Required work: Rewrite the data below with each occurrence of "bucket wheel excavator" switched to "dragline excavator". Keep every other character as it is.
'''
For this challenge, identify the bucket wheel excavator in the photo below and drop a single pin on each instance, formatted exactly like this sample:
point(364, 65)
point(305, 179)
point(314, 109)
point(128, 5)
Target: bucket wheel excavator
'''
Full output:
For this challenge, identify the dragline excavator in the photo below and drop a single pin on each instance, formatted exactly like this sample:
point(364, 65)
point(305, 179)
point(314, 109)
point(128, 5)
Target: dragline excavator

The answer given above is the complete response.